──────── SELECTED EXTRACT ────────
The new API did mean some rewriting of Qubes Manager was necessary, but
this was not a big challenge IMO or an underlying reason for the 4.0 UI
changes. QM was somewhat revived after it became clear the new UI was
lacking.

Overall, it seems there was a push to make the VMs appear to the user
less like complex machines that you had to manage, and more like a pure
abstraction that just happened to have VMs running underneath -- like an
app loads and uses a runtime library.

The old Qubes Manager UI focused the users attention on Qubes being a
collection of virtual machines with critical runtime properties (memory,
CPU load, disk space, etc) and this was thought to intimidate novice
users. So aspects of QM were sliced up and stuffed into small systray
apps. At one point which mystified me, a goal was to integrate with
Gnome 3, a "post-desktop" tablet-styled UI that blurs the lines between
window manager and app.
──────── PROVIDED ENTRIES ────────
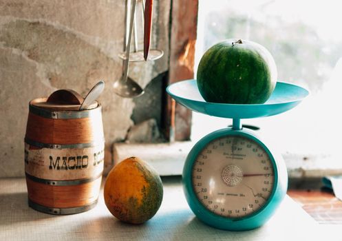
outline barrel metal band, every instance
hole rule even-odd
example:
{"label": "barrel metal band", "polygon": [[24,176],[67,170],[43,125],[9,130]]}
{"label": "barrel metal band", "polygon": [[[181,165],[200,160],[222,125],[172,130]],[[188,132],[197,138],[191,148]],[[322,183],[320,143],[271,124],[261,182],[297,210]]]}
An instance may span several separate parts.
{"label": "barrel metal band", "polygon": [[39,141],[32,140],[30,138],[25,138],[25,142],[30,145],[37,147],[39,148],[49,148],[49,149],[83,149],[88,147],[97,147],[105,143],[105,138],[100,141],[93,141],[89,143],[75,143],[75,144],[49,144],[42,143]]}
{"label": "barrel metal band", "polygon": [[32,114],[51,119],[77,119],[101,114],[101,105],[100,104],[98,104],[98,106],[96,108],[82,111],[51,111],[47,109],[40,108],[33,105],[29,105],[29,109],[30,112]]}
{"label": "barrel metal band", "polygon": [[45,213],[54,215],[67,215],[82,213],[94,208],[96,205],[98,199],[96,199],[95,201],[90,203],[89,205],[85,206],[68,208],[56,208],[43,206],[32,201],[31,200],[30,200],[30,198],[28,199],[28,205],[32,209]]}
{"label": "barrel metal band", "polygon": [[81,184],[85,184],[93,182],[102,176],[102,171],[97,176],[93,178],[77,179],[77,180],[68,180],[42,179],[37,178],[36,176],[31,176],[28,174],[27,172],[25,173],[25,175],[26,176],[26,178],[36,182],[43,183],[51,186],[72,186],[72,185],[79,185]]}

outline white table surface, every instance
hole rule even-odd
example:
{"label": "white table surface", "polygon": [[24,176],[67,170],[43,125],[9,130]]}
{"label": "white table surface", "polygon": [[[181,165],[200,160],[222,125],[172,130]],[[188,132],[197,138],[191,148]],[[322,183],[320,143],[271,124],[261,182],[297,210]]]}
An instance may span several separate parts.
{"label": "white table surface", "polygon": [[157,214],[143,224],[131,225],[111,216],[103,191],[98,205],[90,211],[53,216],[28,207],[24,178],[0,179],[0,240],[339,240],[330,235],[331,227],[322,227],[288,196],[261,228],[239,232],[216,229],[201,222],[191,212],[180,178],[164,178],[163,183],[164,198]]}

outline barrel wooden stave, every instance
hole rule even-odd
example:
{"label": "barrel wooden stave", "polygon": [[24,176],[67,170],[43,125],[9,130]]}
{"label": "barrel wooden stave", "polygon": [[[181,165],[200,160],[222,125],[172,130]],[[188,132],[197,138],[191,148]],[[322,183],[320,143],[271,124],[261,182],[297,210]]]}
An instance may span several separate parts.
{"label": "barrel wooden stave", "polygon": [[[97,202],[103,171],[101,107],[54,111],[32,104],[41,100],[30,103],[25,138],[29,205],[52,214],[89,210]],[[85,155],[87,165],[76,165]]]}

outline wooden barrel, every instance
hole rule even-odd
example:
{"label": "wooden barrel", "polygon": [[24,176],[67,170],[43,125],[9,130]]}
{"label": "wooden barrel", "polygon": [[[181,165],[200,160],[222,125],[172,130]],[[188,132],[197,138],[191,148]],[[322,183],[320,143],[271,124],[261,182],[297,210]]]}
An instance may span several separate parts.
{"label": "wooden barrel", "polygon": [[97,203],[103,171],[101,106],[96,103],[93,109],[78,111],[46,101],[37,98],[29,105],[25,137],[29,206],[56,215],[85,211]]}

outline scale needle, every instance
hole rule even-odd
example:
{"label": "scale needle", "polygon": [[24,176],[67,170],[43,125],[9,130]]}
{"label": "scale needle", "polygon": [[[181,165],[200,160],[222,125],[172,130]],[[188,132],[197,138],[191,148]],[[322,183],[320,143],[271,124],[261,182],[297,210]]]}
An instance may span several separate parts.
{"label": "scale needle", "polygon": [[264,176],[270,174],[244,174],[244,176]]}

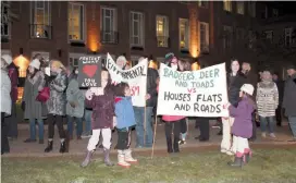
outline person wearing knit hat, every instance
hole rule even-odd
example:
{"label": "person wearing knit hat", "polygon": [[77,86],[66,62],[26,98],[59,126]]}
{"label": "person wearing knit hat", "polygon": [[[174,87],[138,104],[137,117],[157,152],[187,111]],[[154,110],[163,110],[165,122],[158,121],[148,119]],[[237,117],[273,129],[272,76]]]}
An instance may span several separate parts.
{"label": "person wearing knit hat", "polygon": [[57,124],[61,139],[60,152],[63,154],[66,152],[66,135],[63,127],[63,117],[65,115],[66,106],[66,72],[64,65],[58,60],[51,61],[50,71],[54,77],[49,82],[50,97],[47,101],[48,146],[45,149],[45,152],[50,152],[52,150],[54,124]]}
{"label": "person wearing knit hat", "polygon": [[252,135],[252,121],[251,115],[256,109],[256,105],[252,100],[254,86],[250,84],[244,84],[240,87],[239,98],[237,107],[231,103],[224,106],[230,110],[230,115],[235,118],[231,132],[233,134],[233,151],[235,152],[234,161],[230,161],[231,167],[242,167],[244,162],[250,160],[250,147],[248,138]]}
{"label": "person wearing knit hat", "polygon": [[12,58],[8,54],[1,56],[1,155],[10,151],[5,117],[11,114],[11,81],[7,66],[12,63]]}
{"label": "person wearing knit hat", "polygon": [[296,142],[296,65],[289,64],[286,69],[288,78],[285,82],[283,108],[293,133],[291,142]]}
{"label": "person wearing knit hat", "polygon": [[36,100],[39,91],[45,87],[45,75],[40,71],[40,61],[34,59],[27,71],[25,87],[22,98],[22,108],[24,110],[24,119],[29,121],[29,137],[24,143],[36,142],[36,121],[38,122],[39,144],[44,144],[44,120],[46,114],[44,109],[45,103]]}

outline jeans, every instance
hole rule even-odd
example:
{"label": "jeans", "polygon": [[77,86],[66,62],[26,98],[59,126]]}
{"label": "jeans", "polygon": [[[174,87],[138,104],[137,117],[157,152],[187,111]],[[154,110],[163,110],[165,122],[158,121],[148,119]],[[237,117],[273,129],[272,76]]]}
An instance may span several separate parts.
{"label": "jeans", "polygon": [[296,138],[296,117],[288,117],[289,127],[292,130],[294,138]]}
{"label": "jeans", "polygon": [[261,132],[267,132],[267,126],[269,126],[269,133],[274,133],[274,117],[259,117],[259,120]]}
{"label": "jeans", "polygon": [[91,115],[92,110],[85,109],[84,111],[85,132],[91,132]]}
{"label": "jeans", "polygon": [[[30,139],[36,139],[36,123],[35,119],[29,120],[29,138]],[[45,127],[44,127],[44,120],[42,119],[37,119],[38,122],[38,131],[39,131],[39,139],[44,139],[44,134],[45,134]]]}
{"label": "jeans", "polygon": [[73,121],[76,120],[76,135],[82,136],[83,133],[83,119],[67,115],[67,133],[73,135]]}
{"label": "jeans", "polygon": [[145,125],[144,124],[145,123],[145,120],[144,120],[145,107],[134,107],[138,147],[152,146],[152,143],[153,143],[152,110],[153,110],[153,107],[146,107],[146,125]]}

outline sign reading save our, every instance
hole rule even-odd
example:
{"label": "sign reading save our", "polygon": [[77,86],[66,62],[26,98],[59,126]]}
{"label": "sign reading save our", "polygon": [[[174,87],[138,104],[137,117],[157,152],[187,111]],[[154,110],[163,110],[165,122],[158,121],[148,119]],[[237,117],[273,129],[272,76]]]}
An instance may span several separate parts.
{"label": "sign reading save our", "polygon": [[178,72],[160,66],[159,115],[229,117],[225,63]]}
{"label": "sign reading save our", "polygon": [[84,56],[78,61],[79,87],[101,86],[101,60],[99,56]]}

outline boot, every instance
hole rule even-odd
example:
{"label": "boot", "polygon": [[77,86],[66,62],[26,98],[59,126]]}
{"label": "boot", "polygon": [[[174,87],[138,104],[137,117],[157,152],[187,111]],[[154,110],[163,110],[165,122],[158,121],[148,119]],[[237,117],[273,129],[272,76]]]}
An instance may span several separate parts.
{"label": "boot", "polygon": [[123,150],[118,150],[118,152],[119,152],[118,154],[118,160],[119,160],[118,164],[123,167],[123,168],[130,168],[131,164],[124,160],[125,157],[124,157]]}
{"label": "boot", "polygon": [[173,150],[173,144],[172,144],[172,138],[166,138],[166,145],[168,145],[168,152],[169,154],[172,154],[174,150]]}
{"label": "boot", "polygon": [[180,152],[178,138],[177,137],[174,138],[174,152]]}
{"label": "boot", "polygon": [[243,167],[243,157],[237,157],[237,156],[235,156],[235,159],[234,159],[234,161],[232,162],[229,162],[229,166],[231,166],[231,167]]}
{"label": "boot", "polygon": [[92,154],[94,154],[94,150],[87,151],[85,160],[83,161],[81,167],[87,167],[89,164]]}
{"label": "boot", "polygon": [[63,154],[65,152],[65,141],[61,142],[61,147],[60,147],[60,152]]}
{"label": "boot", "polygon": [[53,141],[48,141],[47,148],[45,149],[45,152],[50,152],[52,150],[52,143]]}
{"label": "boot", "polygon": [[104,156],[104,164],[108,167],[114,166],[109,158],[110,149],[103,148],[103,156]]}
{"label": "boot", "polygon": [[124,161],[130,162],[130,163],[137,163],[138,162],[137,159],[134,159],[132,157],[132,150],[131,149],[123,150],[123,154],[124,154]]}

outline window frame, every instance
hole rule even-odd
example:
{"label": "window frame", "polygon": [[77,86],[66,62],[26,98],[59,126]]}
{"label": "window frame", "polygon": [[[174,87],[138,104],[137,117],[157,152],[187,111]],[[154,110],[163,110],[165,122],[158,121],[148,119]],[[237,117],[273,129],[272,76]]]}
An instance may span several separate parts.
{"label": "window frame", "polygon": [[[83,15],[79,14],[79,16],[83,16],[83,20],[81,20],[81,26],[79,29],[83,32],[81,33],[82,39],[72,39],[70,38],[70,12],[69,12],[69,7],[71,5],[71,10],[73,12],[73,7],[74,5],[79,5],[79,8],[83,8]],[[81,10],[81,9],[79,9]],[[85,4],[83,3],[77,3],[77,2],[67,2],[67,40],[70,42],[85,42],[86,41],[86,15],[85,15]],[[73,14],[73,13],[72,13]],[[73,25],[72,25],[73,26]]]}
{"label": "window frame", "polygon": [[[181,47],[181,22],[182,21],[185,21],[185,48],[182,48]],[[186,28],[187,26],[187,28]],[[187,30],[186,30],[187,29]],[[190,34],[189,34],[189,29],[190,29],[190,26],[189,26],[189,20],[188,19],[183,19],[183,17],[180,17],[178,19],[178,48],[180,50],[189,50],[189,45],[190,45]],[[187,35],[186,35],[187,34]],[[187,39],[187,40],[186,40]]]}
{"label": "window frame", "polygon": [[[201,42],[201,25],[205,25],[205,35],[206,35],[206,42]],[[199,22],[199,48],[201,52],[209,52],[210,51],[210,24],[207,22]],[[203,46],[201,46],[203,45]],[[205,48],[206,46],[206,48]]]}
{"label": "window frame", "polygon": [[232,0],[223,0],[223,10],[226,12],[232,12]]}
{"label": "window frame", "polygon": [[245,14],[245,1],[236,1],[236,13],[240,15]]}
{"label": "window frame", "polygon": [[[138,25],[138,33],[140,35],[134,35],[134,14],[137,14],[140,17],[139,25]],[[134,42],[134,37],[138,37],[139,42]],[[144,12],[139,11],[131,11],[130,12],[130,45],[131,47],[141,47],[145,48],[145,14]]]}
{"label": "window frame", "polygon": [[[158,19],[162,19],[162,23],[163,23],[163,33],[162,33],[162,35],[158,35]],[[158,45],[158,47],[163,47],[163,48],[168,48],[169,47],[169,34],[170,34],[170,32],[169,32],[169,16],[165,16],[165,15],[159,15],[159,14],[157,14],[156,15],[156,36],[157,36],[157,45]],[[159,37],[163,37],[162,38],[162,41],[163,41],[163,45],[161,46],[160,44],[159,44]]]}
{"label": "window frame", "polygon": [[[113,13],[113,19],[111,20],[111,16],[106,15],[106,10],[112,11]],[[112,24],[112,28],[110,27],[110,33],[107,33],[107,26],[106,26],[106,17],[110,17],[110,26]],[[118,9],[113,7],[106,7],[102,5],[100,8],[100,32],[101,36],[104,36],[106,34],[110,34],[111,40],[110,41],[104,41],[104,39],[101,38],[101,42],[106,44],[115,44],[116,42],[116,33],[118,33]]]}

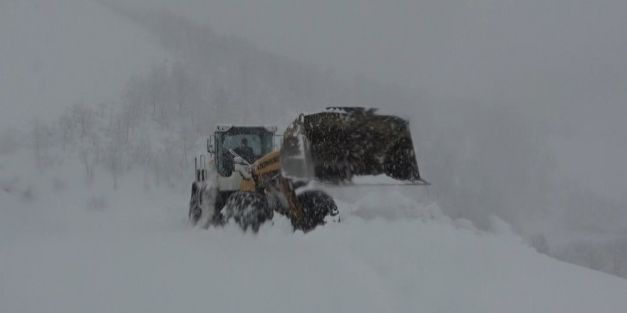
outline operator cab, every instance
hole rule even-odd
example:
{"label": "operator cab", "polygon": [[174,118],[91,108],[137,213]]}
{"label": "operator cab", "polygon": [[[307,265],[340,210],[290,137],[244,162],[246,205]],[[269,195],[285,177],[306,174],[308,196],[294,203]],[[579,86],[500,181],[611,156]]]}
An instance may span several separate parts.
{"label": "operator cab", "polygon": [[276,132],[275,126],[218,125],[207,145],[208,152],[214,154],[218,174],[229,177],[233,173],[234,156],[229,150],[251,164],[271,152]]}

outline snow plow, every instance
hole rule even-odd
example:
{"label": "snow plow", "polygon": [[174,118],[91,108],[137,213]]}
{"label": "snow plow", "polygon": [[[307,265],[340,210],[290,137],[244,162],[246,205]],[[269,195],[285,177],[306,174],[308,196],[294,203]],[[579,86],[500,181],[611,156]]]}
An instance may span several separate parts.
{"label": "snow plow", "polygon": [[218,125],[208,161],[196,160],[189,218],[204,228],[234,221],[256,232],[276,213],[294,230],[340,221],[333,198],[309,182],[346,186],[383,176],[398,184],[420,178],[408,121],[375,109],[332,107],[301,114],[276,149],[274,126]]}

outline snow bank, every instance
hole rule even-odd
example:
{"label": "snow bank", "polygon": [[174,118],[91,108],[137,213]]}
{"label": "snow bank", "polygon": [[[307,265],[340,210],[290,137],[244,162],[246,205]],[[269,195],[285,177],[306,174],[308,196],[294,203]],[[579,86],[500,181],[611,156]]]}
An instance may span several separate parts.
{"label": "snow bank", "polygon": [[[141,175],[120,179],[115,191],[98,179],[75,184],[81,173],[72,173],[59,168],[33,180],[3,168],[3,181],[19,183],[0,190],[0,312],[627,307],[625,280],[538,254],[513,235],[451,221],[436,205],[393,190],[338,196],[341,223],[292,233],[277,216],[254,235],[237,226],[191,228],[187,193],[145,190]],[[29,186],[34,196],[25,198]]]}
────────
• EXERCISES TO COMPLETE:
(1) Answer these questions using the passage on Qubes Manager:
(a) Which runtime properties does the passage list as examples of what the old Qubes Manager UI focused attention on?
(b) Into what were aspects of QM sliced up and stuffed?
(c) How does the passage describe Gnome 3?
(2) Pull out every line of the entries that contains the word "white".

• EXERCISE ANSWERS:
(1)
(a) Memory, CPU load and disk space.
(b) Small systray apps.
(c) As a "post-desktop" tablet-styled UI that blurs the lines between window manager and app.

(2)
outline white table surface, every instance
{"label": "white table surface", "polygon": [[24,176],[67,170],[43,125],[9,130]]}
{"label": "white table surface", "polygon": [[[181,165],[200,160],[222,125],[172,130]],[[188,132],[197,138],[191,148]],[[322,183],[320,143],[271,124],[261,182],[297,210]]]}
{"label": "white table surface", "polygon": [[157,214],[143,224],[131,225],[111,216],[103,191],[98,205],[90,211],[53,216],[28,207],[24,178],[0,179],[0,240],[339,240],[330,235],[331,227],[322,227],[288,196],[261,228],[239,232],[216,229],[201,222],[191,212],[180,178],[164,178],[163,183],[164,198]]}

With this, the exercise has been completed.